Testo del documento:

☆ ☆ ☆ ☆

Ha fatto tanto per lui, soprattutto alla fine della sua travagliata esistenza, si è prodigato anche per la sua Eloisa e, forse, per il loro figlio, e ne ha scritto, diligentemente, l’iscrizione tombale.

L’attribuzione dell’epitaffio di Abelardo a Pietro il Venerabile non è sicurissima, ma è plausibile e sostanzialmente accettata. Pare che, prima della Rivoluzione francese, gli undici esametri fossero ancora leggibili sulla parete della navata destra della chiesa del priorato cluniacense di Saint-Marcel a Chalons-sur-Saône, dove il filosofo era morto.

☆ ☆ ☆ ☆

Righe di dati:
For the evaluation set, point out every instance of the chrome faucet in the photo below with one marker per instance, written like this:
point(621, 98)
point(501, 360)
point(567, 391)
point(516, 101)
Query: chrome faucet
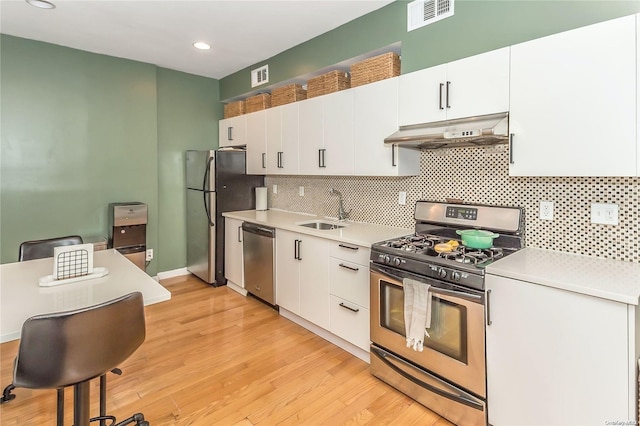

☆ ☆ ☆ ☆

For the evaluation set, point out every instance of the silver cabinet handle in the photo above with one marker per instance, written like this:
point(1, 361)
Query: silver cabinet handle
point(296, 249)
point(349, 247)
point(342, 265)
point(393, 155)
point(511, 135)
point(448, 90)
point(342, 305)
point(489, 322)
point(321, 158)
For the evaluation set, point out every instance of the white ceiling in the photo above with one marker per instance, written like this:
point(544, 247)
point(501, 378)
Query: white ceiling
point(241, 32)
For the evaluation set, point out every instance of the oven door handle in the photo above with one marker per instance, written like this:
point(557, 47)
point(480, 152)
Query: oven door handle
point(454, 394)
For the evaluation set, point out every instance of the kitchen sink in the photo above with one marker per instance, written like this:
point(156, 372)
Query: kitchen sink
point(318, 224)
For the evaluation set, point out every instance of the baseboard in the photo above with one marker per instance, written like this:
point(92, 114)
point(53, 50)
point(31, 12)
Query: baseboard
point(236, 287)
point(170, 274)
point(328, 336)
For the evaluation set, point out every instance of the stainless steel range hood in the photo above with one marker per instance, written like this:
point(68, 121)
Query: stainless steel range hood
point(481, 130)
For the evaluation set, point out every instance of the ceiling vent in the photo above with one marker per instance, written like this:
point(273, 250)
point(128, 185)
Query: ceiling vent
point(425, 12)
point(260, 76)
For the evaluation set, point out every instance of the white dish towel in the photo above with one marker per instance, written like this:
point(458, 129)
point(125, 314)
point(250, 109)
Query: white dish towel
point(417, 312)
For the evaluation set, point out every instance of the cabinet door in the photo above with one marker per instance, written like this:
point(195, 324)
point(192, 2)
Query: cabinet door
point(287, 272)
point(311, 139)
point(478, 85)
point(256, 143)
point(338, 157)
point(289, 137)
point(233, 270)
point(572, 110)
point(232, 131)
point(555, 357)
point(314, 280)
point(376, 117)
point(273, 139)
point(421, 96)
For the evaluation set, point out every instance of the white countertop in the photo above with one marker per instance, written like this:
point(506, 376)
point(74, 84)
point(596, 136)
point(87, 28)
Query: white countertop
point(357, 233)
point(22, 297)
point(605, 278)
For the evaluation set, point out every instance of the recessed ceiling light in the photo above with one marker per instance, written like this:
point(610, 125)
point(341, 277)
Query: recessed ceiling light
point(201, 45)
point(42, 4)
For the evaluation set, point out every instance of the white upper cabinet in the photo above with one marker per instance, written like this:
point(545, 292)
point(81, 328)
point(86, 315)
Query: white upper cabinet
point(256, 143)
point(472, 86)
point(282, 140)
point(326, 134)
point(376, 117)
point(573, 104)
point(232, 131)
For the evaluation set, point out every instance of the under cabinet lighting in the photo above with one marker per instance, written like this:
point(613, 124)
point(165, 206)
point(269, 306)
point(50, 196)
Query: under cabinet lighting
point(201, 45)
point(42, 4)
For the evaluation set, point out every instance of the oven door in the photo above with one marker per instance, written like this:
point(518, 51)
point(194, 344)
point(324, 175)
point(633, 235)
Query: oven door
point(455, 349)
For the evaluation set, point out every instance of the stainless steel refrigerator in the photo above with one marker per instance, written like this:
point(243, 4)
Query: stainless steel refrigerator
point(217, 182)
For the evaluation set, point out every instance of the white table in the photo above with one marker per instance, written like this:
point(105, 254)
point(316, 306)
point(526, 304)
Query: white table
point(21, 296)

☆ ☆ ☆ ☆

Elenco dei compiti:
1. Stabilisci se le affermazioni seguenti concordano con il testo sull'epitaffio di Abelardo. Per ciascuna rispondi sì o no, citando esattamente le parole del testo che lo decidono: (a) l'attribuzione dell'epitaffio a Pietro il Venerabile è del tutto certa; (b) l'iscrizione era composta da undici esametri; (c) Abelardo morì a Chalons-sur-Saône.
2. Secondo il testo sull'epitaffio di Abelardo, su quale parete della chiesa si potevano ancora leggere i versi prima della Rivoluzione francese?
3. Prosegui il testo sull'epitaffio di Abelardo a partire dalla sua ultima frase.

Risposte ai compiti:
1.
(a) No: «non è sicurissima».
(b) Sì: «gli undici esametri».
(c) Sì: «dove il filosofo era morto».

2. Sulla parete della navata destra della chiesa del priorato cluniacense di Saint-Marcel a Chalons-sur-Saône.

3.
Non sono considerati particolarmente riusciti, ma mi piace immaginare il grande abate di Cluny, mai sciatto né distratto nelle sue testimonianze, che li ripassa, attento a bilanciare i due «Abelardi», quello famoso e brillante, che la storia ricorderà, e quello pio, che alla fine aveva chinato, più o meno, il capo. Ancora una volta siamo davanti a una grande prestazione diplomatica del Venerabile: cinque esametri e mezzo al primo Abelardo, cinque e mezzo al secondo (che tuttavia arranca un po’ e ha bisogno anche della data per pareggiare i pesi…).

Gallorum Socrates, Plato maximus Hesperiarum,

Noster Aristoteles, logicis quicunque fuerunt,

Aut par, aut melior; studiorum cognitus orbi

Princeps, ingenio varius, subtilis et acer,

Omnia vi superans rationis, et arte loquendi,

Abaelardus erat. Sed tunc magis omnia vicit,

Cum Cluniacensem monachum, moremque professus,

Ad Christi veram transivit philosophiam,

In qua longaevae bene complens ultima vitae,

Philosophis quandoque bonis se connumerandum

Spem dedit, undenas Maio renovante Kalendas.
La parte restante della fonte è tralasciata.